__GOAL OF THE EXERCISE__
Copy the passage on brands that stopped advertising from "Grouping categories by" up to and including "respectively, in Year 3.", putting "frozen yogurt" in place of "ice cream".
# EXCERPTED PASSAGE start
Grouping categories by category buying behavior (See Table 1) does not clarify these observed differences. Categories such as ice cream and soup (staples) and hair care and skin care (variety enhancers and fill-ins, respectively) are similarly stable in the first year without advertising, on average (i.e., indices from 94 to 96 in Year 1). One result was outstanding. Brands from low-purchase-frequency categories (variety enhancers and fill-ins) that remained dark for more than two years were likely to suffer more, on average, than brands from high-purchase-frequency categories (staples and niches); their indices were 66 and 66 versus 81 and 81, respectively, in Year 3.
DISCUSSION
The current research replicates and extends the work of Hartnett et al. (2021), which provided an analytical approach to understanding the relationship between brand advertising and sales; specifically, what happens to brand sales when mass-reach advertising is absent for an extended period.
The original analysis of 57 cessation cases in a single category showed that most alcohol brands lost sales in the first year without advertising, and decline became more common as brands went longer without advertising. The current analysis of a much larger sample of 365 cessation cases across diverse packaged goods categories shows patterns broadly consistent with those in Hartnett et al.’s (2021) study. On average, market shares declined without advertising, and as in the original study, average declines year over year were relatively moderate. Similarly, about half of the cases substantively reduced (index of <90) in market share in the first year without advertising, with more brands experiencing substantive declines the longer they were unadvertised.
Hartnett et al. (2021) identified the brand size and prior sales trajectory as important conditions, where the latter was a better predictor of sales trends without advertising. Again, brand size and prior trajectory were found to affect market share changes in the current research. The explanatory power of these conditions was less for this dataset, but the relative size of effects was consistent. One divergent finding in the current study was that small brands, as a group, did not suffer such steep, immediate market share declines; their average loss was closer to that of larger brands in the first year without advertising. The initial stability for all consumer goods brands, except for already declining brands, likely speaks to the fact that advertising effects carry forward for a time and that activities other than advertising contribute to brand performance, at least initially.
# EXCERPTED PASSAGE end
# INFORMATION SUPPLIED start
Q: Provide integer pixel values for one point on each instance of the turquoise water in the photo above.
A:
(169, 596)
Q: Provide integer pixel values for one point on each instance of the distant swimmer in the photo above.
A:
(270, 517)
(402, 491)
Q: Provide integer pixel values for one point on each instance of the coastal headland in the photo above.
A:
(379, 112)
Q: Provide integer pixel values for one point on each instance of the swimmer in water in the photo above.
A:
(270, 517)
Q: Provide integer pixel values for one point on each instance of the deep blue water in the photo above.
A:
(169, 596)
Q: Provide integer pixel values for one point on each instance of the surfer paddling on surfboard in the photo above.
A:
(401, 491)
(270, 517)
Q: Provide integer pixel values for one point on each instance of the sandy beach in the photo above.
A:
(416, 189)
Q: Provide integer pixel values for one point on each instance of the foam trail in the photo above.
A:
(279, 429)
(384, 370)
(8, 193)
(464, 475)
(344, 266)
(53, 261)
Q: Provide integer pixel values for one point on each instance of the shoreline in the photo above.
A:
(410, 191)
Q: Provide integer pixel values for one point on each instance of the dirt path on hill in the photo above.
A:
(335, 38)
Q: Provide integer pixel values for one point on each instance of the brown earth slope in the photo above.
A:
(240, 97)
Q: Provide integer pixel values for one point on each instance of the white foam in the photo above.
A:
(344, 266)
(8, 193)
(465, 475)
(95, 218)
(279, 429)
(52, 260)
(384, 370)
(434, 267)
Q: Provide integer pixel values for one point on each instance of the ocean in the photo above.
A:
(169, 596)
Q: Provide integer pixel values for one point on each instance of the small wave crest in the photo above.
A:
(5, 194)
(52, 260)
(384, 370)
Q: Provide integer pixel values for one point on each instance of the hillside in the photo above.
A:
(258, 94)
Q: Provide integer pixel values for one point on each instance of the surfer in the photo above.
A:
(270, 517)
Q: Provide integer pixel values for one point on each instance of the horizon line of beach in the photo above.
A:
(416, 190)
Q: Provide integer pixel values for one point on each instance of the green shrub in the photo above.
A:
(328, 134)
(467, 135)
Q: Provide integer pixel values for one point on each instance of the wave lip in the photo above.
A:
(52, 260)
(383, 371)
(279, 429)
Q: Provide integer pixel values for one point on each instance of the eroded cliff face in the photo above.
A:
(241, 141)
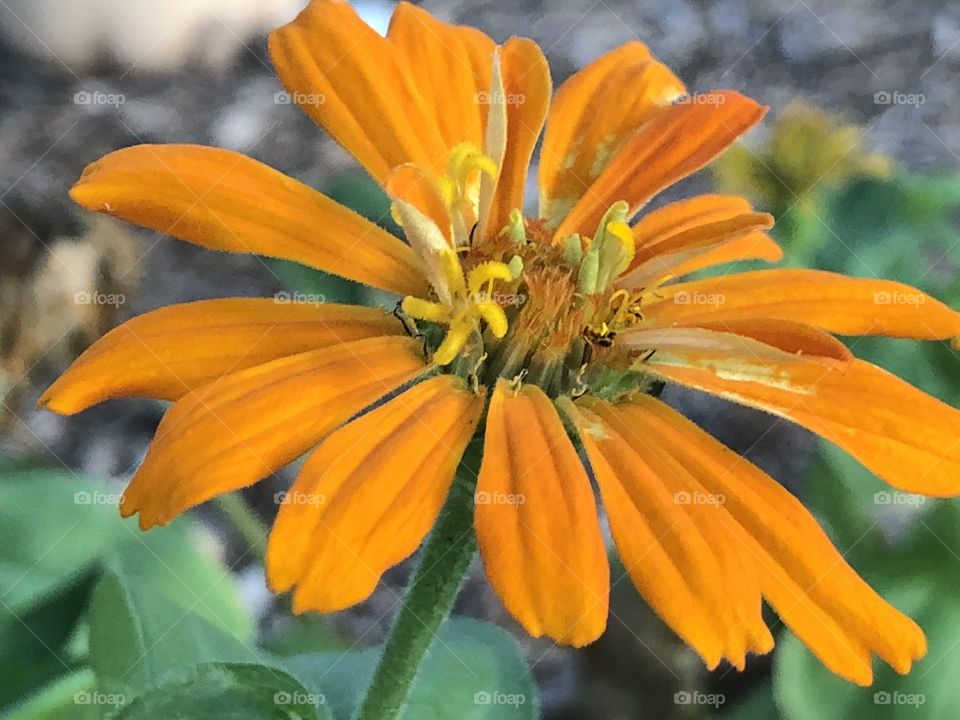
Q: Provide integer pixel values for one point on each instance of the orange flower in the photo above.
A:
(574, 310)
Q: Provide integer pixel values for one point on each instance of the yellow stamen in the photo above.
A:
(453, 341)
(470, 302)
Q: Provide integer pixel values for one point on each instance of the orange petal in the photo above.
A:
(369, 494)
(242, 427)
(674, 144)
(792, 337)
(450, 69)
(806, 580)
(166, 353)
(537, 523)
(836, 303)
(527, 84)
(730, 354)
(594, 113)
(223, 200)
(358, 86)
(655, 260)
(678, 217)
(902, 434)
(407, 98)
(673, 551)
(755, 246)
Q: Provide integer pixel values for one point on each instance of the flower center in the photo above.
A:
(524, 305)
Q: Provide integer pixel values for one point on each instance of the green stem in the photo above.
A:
(248, 526)
(430, 596)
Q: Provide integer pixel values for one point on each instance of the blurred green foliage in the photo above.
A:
(101, 620)
(839, 208)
# INFORMATION SUPPLIED end
__COMPLETED EXERCISE__
Grouping categories by category buying behavior (See Table 1) does not clarify these observed differences. Categories such as frozen yogurt and soup (staples) and hair care and skin care (variety enhancers and fill-ins, respectively) are similarly stable in the first year without advertising, on average (i.e., indices from 94 to 96 in Year 1). One result was outstanding. Brands from low-purchase-frequency categories (variety enhancers and fill-ins) that remained dark for more than two years were likely to suffer more, on average, than brands from high-purchase-frequency categories (staples and niches); their indices were 66 and 66 versus 81 and 81, respectively, in Year 3.